Excerpted records —

- - -

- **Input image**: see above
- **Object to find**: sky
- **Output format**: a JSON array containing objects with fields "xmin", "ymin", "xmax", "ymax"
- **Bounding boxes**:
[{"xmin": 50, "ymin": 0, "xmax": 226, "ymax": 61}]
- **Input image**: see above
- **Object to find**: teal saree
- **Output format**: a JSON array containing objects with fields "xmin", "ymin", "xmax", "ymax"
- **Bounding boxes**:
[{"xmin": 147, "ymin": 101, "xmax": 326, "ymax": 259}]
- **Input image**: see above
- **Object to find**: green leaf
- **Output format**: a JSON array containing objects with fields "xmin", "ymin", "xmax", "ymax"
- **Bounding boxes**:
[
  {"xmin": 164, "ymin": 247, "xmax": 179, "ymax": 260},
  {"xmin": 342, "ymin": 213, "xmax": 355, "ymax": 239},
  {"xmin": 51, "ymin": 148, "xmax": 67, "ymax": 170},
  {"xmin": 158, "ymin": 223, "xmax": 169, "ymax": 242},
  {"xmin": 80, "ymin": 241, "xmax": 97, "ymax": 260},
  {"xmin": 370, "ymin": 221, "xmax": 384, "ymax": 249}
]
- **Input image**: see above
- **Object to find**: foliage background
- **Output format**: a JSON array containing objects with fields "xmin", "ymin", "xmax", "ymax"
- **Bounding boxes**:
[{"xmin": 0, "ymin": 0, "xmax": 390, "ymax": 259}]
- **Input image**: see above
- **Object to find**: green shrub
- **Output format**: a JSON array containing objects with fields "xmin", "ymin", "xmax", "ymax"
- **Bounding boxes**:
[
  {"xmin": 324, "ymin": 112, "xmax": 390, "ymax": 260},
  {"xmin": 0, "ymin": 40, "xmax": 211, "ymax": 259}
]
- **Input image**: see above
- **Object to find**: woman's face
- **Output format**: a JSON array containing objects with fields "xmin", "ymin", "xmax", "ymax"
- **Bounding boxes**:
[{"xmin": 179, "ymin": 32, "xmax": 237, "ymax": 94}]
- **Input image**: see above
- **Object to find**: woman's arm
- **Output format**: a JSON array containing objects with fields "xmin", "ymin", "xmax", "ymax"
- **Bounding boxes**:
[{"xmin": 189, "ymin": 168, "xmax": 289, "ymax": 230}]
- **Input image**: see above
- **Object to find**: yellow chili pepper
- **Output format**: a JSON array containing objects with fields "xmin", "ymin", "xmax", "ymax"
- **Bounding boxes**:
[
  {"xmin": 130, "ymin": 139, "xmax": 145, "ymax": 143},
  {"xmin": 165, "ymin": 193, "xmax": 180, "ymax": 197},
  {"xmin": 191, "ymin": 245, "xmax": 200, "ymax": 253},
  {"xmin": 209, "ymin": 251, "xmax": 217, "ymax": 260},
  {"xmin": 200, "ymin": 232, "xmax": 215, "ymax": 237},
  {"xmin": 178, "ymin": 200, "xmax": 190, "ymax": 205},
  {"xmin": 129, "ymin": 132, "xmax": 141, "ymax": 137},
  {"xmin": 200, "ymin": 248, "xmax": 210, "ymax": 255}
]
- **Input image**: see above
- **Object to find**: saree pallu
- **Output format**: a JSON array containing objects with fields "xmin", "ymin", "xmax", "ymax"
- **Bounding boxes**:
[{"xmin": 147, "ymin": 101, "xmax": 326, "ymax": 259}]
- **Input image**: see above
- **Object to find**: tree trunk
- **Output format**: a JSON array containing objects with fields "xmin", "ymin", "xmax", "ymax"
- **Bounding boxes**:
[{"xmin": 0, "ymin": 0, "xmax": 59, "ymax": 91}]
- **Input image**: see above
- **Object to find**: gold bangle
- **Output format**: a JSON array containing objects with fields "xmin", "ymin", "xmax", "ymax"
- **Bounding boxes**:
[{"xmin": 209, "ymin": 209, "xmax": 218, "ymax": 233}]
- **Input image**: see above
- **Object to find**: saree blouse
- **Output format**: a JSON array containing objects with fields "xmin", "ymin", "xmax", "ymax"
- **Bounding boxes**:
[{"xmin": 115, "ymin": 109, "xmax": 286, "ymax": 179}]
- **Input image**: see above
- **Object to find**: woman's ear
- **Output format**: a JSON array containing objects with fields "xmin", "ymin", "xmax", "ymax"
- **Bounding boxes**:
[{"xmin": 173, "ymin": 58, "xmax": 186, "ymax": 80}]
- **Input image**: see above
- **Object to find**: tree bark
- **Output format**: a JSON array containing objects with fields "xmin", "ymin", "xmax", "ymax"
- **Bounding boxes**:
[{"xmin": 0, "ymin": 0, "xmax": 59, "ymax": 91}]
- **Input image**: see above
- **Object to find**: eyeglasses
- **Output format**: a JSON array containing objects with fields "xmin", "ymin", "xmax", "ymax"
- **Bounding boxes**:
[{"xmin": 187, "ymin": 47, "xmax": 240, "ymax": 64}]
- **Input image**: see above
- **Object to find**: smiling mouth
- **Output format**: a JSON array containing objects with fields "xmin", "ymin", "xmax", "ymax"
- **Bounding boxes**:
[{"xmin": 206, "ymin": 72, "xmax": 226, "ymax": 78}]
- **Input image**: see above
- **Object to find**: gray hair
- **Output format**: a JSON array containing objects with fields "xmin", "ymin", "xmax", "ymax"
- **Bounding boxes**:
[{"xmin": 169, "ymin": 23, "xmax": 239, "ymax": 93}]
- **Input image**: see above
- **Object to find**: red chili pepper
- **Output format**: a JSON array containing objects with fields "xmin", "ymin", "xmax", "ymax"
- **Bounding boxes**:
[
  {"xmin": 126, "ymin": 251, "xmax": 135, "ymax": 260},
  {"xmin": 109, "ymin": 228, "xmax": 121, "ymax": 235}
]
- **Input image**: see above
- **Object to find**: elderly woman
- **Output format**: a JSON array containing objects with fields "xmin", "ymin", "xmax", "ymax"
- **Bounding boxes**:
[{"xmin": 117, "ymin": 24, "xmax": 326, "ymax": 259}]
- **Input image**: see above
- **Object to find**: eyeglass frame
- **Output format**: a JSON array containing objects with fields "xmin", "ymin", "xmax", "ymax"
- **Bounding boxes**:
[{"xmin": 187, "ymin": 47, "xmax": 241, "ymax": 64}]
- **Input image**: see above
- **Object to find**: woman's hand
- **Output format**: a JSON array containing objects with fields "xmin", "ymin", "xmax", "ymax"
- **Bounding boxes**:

- - -

Short exercise — Identify each of the lines above that contains the word "saree" and copy those lines.

Answer to the task —
- **Object to find**: teal saree
- **Object to find**: saree pallu
- **Object to find**: saree blouse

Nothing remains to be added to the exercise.